**PROVIDED MATERIAL:**
■ ■ ■ ■ ■

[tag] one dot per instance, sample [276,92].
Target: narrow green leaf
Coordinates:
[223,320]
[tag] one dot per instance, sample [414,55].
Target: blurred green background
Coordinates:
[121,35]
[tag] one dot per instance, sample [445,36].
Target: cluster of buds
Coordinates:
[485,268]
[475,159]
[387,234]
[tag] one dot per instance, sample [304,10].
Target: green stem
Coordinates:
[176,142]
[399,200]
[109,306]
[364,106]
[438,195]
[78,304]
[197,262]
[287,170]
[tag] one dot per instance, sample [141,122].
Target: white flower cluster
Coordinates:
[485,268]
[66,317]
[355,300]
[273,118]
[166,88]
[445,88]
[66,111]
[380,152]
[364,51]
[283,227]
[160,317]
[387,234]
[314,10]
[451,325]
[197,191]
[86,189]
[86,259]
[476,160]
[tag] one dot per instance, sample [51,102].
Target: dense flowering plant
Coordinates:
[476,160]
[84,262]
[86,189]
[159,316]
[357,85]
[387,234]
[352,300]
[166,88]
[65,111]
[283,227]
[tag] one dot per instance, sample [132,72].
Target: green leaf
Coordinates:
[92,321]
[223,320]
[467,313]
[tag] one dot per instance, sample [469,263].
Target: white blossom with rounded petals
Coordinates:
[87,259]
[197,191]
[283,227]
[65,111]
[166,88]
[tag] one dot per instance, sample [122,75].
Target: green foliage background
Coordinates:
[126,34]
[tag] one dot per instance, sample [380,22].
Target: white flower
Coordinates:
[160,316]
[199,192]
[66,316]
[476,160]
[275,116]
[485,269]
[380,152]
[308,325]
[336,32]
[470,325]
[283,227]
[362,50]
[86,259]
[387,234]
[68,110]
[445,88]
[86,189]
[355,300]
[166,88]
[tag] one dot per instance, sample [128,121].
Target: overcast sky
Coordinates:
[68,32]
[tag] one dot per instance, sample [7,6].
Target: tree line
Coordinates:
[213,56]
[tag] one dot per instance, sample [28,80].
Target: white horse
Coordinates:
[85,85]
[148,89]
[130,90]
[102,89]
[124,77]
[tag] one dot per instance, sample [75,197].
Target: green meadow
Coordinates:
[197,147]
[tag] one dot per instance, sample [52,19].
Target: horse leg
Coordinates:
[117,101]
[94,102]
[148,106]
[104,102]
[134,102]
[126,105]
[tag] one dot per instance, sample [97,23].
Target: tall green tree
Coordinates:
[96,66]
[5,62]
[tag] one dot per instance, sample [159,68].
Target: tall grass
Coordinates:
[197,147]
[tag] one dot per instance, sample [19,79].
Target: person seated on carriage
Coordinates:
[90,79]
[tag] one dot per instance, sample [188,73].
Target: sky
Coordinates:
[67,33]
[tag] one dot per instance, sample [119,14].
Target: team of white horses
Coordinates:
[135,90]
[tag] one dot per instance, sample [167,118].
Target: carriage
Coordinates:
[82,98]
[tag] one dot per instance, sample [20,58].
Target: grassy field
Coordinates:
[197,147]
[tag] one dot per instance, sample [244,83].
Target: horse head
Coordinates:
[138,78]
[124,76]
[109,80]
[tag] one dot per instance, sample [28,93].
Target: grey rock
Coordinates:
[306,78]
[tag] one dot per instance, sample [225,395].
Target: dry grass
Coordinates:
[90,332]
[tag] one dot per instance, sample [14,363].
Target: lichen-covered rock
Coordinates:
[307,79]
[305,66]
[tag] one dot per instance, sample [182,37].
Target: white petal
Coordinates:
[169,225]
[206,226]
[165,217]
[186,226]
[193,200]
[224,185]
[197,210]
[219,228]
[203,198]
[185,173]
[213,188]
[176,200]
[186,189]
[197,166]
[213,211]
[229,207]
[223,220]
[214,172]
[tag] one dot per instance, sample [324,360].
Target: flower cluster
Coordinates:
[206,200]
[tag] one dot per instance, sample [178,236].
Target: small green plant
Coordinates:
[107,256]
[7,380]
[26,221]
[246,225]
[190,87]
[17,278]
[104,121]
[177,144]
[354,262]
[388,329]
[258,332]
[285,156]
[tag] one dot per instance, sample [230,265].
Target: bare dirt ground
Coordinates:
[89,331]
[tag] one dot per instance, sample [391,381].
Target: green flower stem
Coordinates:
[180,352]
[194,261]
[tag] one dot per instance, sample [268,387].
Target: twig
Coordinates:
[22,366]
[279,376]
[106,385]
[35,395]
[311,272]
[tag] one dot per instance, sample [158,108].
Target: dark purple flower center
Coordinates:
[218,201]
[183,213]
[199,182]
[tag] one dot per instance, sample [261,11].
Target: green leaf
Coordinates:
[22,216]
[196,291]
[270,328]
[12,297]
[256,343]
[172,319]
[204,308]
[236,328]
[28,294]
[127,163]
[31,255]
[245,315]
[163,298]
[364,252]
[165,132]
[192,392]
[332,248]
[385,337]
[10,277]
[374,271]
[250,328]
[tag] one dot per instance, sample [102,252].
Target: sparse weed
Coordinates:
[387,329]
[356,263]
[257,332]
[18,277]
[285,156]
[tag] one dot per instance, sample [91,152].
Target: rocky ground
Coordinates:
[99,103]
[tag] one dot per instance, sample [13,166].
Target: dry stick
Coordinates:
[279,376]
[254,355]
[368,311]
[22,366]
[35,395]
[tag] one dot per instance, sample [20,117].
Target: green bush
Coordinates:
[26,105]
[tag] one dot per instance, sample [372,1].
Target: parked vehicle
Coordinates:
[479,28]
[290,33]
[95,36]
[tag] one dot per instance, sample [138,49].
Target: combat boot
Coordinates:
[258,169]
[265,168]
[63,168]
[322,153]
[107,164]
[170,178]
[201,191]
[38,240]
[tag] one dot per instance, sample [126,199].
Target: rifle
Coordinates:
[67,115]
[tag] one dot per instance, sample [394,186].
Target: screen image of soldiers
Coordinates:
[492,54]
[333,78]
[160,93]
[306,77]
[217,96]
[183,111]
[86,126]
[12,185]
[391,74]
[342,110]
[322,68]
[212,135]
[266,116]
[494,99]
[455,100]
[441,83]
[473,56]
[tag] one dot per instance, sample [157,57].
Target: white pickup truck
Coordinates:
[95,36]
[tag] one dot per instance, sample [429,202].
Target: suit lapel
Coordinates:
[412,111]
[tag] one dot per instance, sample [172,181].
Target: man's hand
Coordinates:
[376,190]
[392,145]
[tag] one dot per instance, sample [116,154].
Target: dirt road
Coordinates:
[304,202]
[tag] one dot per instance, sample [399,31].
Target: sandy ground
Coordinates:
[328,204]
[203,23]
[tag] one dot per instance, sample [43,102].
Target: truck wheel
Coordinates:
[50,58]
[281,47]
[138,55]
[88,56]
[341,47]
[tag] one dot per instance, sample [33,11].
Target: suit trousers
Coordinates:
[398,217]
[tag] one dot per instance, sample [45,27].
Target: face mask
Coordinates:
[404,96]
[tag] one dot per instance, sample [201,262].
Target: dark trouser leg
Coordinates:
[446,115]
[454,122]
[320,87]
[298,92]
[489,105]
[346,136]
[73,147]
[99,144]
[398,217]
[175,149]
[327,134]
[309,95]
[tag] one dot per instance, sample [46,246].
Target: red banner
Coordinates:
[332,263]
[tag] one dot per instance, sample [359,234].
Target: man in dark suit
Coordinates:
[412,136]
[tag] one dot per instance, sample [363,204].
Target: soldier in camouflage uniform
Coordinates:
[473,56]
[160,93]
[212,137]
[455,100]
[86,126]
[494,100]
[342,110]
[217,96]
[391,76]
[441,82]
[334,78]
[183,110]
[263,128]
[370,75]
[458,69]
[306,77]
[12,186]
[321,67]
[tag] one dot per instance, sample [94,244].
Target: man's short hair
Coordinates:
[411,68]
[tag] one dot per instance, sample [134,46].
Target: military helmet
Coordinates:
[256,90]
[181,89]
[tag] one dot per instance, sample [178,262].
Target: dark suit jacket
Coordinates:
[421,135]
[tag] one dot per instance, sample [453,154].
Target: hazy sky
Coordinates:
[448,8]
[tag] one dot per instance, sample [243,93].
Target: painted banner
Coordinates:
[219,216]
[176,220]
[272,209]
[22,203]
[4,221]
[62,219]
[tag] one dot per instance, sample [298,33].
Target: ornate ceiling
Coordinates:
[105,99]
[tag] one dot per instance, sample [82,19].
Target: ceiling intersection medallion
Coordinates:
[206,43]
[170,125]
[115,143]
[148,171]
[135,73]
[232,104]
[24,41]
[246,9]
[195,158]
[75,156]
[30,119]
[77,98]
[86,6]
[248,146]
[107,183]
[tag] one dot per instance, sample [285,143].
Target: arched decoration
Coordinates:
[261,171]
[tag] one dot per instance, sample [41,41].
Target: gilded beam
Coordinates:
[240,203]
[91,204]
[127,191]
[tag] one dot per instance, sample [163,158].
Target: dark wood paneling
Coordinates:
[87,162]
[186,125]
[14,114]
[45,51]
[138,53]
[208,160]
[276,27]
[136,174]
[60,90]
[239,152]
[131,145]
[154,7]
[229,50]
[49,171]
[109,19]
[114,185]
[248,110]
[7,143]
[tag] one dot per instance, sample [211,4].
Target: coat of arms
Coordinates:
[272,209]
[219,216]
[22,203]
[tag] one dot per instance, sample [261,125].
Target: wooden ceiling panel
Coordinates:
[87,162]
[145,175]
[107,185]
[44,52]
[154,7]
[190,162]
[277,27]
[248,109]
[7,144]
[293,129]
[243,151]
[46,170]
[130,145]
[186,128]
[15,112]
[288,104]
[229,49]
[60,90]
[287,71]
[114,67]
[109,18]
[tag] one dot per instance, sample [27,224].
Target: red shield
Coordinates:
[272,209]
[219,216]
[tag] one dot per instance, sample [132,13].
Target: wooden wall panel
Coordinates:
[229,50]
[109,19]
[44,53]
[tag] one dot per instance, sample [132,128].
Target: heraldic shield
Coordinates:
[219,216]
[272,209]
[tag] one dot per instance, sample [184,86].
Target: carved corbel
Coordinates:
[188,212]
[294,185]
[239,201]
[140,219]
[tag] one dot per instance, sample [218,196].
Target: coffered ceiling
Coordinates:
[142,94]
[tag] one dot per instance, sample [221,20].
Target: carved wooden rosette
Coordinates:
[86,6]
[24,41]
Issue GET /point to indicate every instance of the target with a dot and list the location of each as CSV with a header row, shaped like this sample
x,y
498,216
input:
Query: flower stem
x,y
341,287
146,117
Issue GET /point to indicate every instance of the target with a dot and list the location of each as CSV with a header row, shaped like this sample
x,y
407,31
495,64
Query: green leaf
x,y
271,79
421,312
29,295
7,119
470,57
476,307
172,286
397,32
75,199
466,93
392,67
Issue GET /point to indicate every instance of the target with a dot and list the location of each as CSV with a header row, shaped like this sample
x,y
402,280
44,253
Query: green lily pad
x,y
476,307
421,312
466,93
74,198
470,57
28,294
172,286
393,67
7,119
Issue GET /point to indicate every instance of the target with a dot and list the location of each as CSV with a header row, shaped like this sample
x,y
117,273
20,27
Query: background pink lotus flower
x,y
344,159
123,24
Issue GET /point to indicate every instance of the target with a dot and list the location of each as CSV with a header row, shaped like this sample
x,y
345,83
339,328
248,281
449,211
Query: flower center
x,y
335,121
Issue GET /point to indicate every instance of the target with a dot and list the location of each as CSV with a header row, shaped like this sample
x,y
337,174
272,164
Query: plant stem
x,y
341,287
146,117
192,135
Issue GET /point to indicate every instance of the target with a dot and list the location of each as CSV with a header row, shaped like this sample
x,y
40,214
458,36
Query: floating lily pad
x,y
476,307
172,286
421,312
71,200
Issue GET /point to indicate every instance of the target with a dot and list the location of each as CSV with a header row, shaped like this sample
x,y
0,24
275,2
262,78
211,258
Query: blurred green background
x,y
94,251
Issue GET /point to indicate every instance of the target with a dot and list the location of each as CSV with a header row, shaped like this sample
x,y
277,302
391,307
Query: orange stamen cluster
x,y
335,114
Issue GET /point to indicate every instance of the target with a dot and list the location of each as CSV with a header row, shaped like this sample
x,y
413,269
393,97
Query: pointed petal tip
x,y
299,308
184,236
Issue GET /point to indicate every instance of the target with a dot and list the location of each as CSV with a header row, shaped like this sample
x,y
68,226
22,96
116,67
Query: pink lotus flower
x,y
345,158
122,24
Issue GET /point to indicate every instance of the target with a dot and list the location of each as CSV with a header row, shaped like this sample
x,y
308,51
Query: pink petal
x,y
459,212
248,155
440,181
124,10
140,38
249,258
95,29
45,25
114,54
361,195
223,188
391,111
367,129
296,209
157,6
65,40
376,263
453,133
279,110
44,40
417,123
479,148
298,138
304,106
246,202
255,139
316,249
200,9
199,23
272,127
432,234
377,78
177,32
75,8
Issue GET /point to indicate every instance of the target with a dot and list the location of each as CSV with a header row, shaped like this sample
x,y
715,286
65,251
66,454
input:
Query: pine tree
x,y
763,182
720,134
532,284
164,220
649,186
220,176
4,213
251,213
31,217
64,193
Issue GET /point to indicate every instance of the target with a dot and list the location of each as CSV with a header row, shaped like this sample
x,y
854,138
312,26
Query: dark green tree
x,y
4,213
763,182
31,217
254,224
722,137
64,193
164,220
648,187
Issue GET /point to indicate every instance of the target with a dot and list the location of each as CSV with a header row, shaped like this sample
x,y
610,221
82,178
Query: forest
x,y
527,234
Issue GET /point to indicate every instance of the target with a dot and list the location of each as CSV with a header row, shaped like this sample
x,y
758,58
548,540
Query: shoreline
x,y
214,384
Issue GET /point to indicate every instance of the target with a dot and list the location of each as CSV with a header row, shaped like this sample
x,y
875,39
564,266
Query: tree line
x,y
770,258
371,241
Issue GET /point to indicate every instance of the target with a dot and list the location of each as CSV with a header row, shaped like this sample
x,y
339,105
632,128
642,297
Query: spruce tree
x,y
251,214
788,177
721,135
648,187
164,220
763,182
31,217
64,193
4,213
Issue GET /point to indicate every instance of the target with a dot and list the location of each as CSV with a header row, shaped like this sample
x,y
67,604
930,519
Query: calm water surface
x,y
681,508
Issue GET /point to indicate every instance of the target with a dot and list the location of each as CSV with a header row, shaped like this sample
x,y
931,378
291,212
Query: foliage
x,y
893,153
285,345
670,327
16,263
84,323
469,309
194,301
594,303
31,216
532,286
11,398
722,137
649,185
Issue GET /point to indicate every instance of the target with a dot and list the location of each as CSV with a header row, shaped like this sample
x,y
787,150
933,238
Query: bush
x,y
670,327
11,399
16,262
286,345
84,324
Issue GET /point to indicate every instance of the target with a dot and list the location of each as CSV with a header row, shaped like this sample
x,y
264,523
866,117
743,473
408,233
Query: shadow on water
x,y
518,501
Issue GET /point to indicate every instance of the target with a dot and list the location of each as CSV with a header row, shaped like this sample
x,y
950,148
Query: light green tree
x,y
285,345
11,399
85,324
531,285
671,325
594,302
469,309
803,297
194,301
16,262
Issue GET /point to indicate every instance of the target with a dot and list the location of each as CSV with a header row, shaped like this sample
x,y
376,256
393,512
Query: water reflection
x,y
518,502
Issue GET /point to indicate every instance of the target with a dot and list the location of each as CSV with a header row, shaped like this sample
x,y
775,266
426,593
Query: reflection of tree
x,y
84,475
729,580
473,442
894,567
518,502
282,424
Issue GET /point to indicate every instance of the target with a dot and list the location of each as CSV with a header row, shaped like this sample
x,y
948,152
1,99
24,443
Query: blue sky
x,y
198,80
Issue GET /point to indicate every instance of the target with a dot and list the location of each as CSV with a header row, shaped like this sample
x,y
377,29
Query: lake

■ ■ ■ ■ ■

From the material above, give the number of lines that contain the string "ceiling", without any added remark.

**REPLY TO THE EXERCISE:** 4